[Labeled-object pointing entries]
────────────────────

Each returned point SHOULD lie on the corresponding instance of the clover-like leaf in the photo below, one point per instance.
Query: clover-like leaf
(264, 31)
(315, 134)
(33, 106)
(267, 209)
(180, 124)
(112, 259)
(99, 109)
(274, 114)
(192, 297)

────────────────────

### [What is being asked]
Present the lines of the listing as a numbered list, leaving out any blank lines.

### [Finished exercise]
1. Each returned point SHOULD lie on the corresponding instance of the clover-like leaf in the photo below, one point per instance.
2. Query: clover-like leaf
3. (264, 31)
4. (315, 134)
5. (33, 106)
6. (267, 209)
7. (180, 124)
8. (112, 259)
9. (99, 109)
10. (274, 114)
11. (192, 297)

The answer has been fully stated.